>>>>

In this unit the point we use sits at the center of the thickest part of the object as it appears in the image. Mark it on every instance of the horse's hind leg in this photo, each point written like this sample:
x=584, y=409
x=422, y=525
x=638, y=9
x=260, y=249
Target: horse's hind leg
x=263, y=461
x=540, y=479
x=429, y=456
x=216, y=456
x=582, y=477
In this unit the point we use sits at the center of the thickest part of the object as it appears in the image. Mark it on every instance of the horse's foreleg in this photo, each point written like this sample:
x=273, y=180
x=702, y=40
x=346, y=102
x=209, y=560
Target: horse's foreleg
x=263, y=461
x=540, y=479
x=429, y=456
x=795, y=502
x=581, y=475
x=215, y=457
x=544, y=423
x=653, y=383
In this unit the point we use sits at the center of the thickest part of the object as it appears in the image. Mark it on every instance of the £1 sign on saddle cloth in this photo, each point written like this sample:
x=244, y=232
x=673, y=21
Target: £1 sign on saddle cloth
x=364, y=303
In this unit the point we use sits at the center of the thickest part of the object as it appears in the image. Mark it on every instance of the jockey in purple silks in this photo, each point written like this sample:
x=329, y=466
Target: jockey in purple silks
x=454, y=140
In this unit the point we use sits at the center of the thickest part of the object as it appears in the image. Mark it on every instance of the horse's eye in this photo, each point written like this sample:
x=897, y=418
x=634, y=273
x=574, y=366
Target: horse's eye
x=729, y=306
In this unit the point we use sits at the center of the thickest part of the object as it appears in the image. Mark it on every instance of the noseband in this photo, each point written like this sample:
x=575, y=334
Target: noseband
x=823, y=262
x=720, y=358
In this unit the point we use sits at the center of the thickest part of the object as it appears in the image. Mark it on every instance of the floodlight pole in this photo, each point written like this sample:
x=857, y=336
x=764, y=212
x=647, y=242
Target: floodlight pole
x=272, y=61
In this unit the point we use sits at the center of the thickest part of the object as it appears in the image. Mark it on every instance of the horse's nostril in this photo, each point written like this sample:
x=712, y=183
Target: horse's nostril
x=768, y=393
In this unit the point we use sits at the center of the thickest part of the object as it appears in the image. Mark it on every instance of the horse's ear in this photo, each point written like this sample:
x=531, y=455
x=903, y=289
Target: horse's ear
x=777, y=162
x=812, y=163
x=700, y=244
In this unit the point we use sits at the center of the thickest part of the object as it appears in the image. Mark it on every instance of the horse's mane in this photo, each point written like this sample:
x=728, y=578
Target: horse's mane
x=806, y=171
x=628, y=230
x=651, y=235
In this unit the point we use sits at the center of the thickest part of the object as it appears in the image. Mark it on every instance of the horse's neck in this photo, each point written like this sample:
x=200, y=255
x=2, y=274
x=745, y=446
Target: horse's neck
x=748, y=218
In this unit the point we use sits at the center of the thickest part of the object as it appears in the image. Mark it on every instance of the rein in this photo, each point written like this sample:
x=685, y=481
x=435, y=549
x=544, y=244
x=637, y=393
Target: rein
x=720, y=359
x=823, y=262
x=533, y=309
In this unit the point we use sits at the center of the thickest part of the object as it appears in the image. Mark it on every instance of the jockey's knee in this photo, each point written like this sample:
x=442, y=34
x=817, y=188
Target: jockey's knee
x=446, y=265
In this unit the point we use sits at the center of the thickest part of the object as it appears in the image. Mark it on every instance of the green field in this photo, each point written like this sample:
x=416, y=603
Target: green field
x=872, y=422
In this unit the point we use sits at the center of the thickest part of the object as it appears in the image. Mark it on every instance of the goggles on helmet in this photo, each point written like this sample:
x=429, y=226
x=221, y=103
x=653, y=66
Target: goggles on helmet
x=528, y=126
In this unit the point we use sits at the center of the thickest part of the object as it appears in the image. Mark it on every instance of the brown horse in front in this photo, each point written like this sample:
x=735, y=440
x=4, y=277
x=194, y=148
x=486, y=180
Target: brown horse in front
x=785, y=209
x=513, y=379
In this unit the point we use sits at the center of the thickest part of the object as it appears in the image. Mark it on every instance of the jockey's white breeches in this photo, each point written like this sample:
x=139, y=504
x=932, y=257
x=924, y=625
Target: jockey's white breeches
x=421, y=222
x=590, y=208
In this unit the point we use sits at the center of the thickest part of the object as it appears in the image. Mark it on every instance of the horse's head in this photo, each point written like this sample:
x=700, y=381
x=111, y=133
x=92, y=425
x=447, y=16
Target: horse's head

<<<<

▸ **AIM**:
Copy every item above word for word, changing nothing.

▸ **RESULT**:
In this unit the point we use sits at the center of the thickest part of the object as it appears in the image. Mark it on every instance of the horse's hind leg in this photo, each point written like this sample:
x=584, y=409
x=422, y=525
x=638, y=9
x=260, y=249
Target: horse's hind leg
x=263, y=461
x=540, y=479
x=429, y=456
x=216, y=456
x=582, y=477
In this unit the point we use sits at the center of the thickest part of the object as it appears in the image. Mark it on every instance of the horse's foreleg in this photo, each point written like this sample:
x=273, y=180
x=702, y=40
x=346, y=102
x=209, y=560
Target: horse's foreleg
x=263, y=461
x=540, y=479
x=429, y=456
x=795, y=502
x=581, y=475
x=215, y=457
x=544, y=423
x=653, y=383
In this unit the point we use sits at the center of the thickest part of the object as it appears in the image. Mark it on every instance of the £1 sign on saddle cloth in this photo, each point written like this sample:
x=244, y=232
x=673, y=21
Target: £1 sign on saddle cloth
x=364, y=303
In this unit the point we use sits at the center of the thickest part of the object as it appears in the image. Mark it on every instance of the jockey in purple silks in this photo, each point written like this sample:
x=329, y=466
Target: jockey in purple silks
x=454, y=140
In this unit the point we use sits at the center of the thickest part of the object as it appears in the image. Mark it on every instance of the horse's eye in this photo, each point written like this sample:
x=897, y=418
x=634, y=273
x=574, y=366
Target: horse's eye
x=729, y=306
In this unit the point we use sits at the center of the thickest part of the object as it appears in the image. Mark it on every instance of the noseband in this photo, each point written like this sample:
x=575, y=334
Target: noseband
x=823, y=262
x=720, y=358
In this unit the point we use sits at the center of the thickest part of the object as it appears in the image. Mark it on every instance of the floodlight pole in this photo, each point written like this sample:
x=857, y=336
x=764, y=212
x=647, y=242
Target: floodlight pole
x=272, y=61
In this unit the point we use sits at the center of the thickest part of the object as it appears in the image. Mark it on every instance of the horse's nostril in this photo, each point written like this sample:
x=712, y=183
Target: horse's nostril
x=768, y=393
In this unit the point we use sits at the center of the thickest part of the object as it appears in the image. Mark it on every instance of the horse's ear in this photo, each point written like this sample:
x=531, y=455
x=903, y=289
Target: horse's ear
x=777, y=162
x=812, y=163
x=700, y=244
In this unit the point we use sits at the center of the thickest part of the object as it appears in the image. Mark it on every instance of the horse's mane in this photo, each point written like this sample:
x=728, y=578
Target: horse's mane
x=806, y=171
x=628, y=230
x=651, y=235
In this unit the point we use sits at the center of the thickest part of the object as it appears in the image. Mark it on every instance of the horse's neck in this photo, each point written like this sample:
x=200, y=255
x=2, y=274
x=745, y=446
Target: horse's neck
x=748, y=218
In this unit the point we use sits at the center of the thickest part of the object as it appears in the image. Mark it on every instance of the rein in this photo, each point written like this sample:
x=685, y=481
x=435, y=549
x=544, y=244
x=637, y=393
Target: rein
x=720, y=359
x=823, y=262
x=533, y=309
In this unit the point we use sits at the center of the thickest part of the object as it appears in the image. Mark it on every instance of the jockey's knee in this photo, each point written like this sample:
x=442, y=34
x=817, y=188
Target: jockey's knee
x=446, y=265
In this unit the point we use sits at the center of the thickest part of the object as it appears in the image. Mark it on every instance of the green field in this photo, each point written like this sample:
x=416, y=603
Target: green field
x=872, y=422
In this unit the point we use sits at the center of the thickest part of the object as it appears in the image. Mark it on every instance of the goggles on helmet in this photo, each point written like this sample:
x=429, y=226
x=221, y=103
x=653, y=66
Target: goggles on helmet
x=528, y=126
In this unit the point we use sits at the center of the thickest part of the object as it appears in the image. Mark it on every instance of the brown horse in front in this photo, each point written like this sample:
x=735, y=440
x=4, y=277
x=194, y=148
x=486, y=180
Target: brown horse in front
x=785, y=209
x=513, y=379
In this unit the point we use sits at the center of the thickest part of the object as it appears in the image. Mark it on every instance of the jockey's white breeches in this photo, each point written like this sample:
x=139, y=504
x=932, y=257
x=924, y=625
Target: jockey's white breeches
x=421, y=222
x=590, y=208
In this unit the point we use sits at the center of the thickest part of the object as it appears in the image. Mark it on every instance of the horse's head in this photo, each point written like this sample:
x=700, y=381
x=111, y=133
x=92, y=425
x=447, y=16
Target: horse's head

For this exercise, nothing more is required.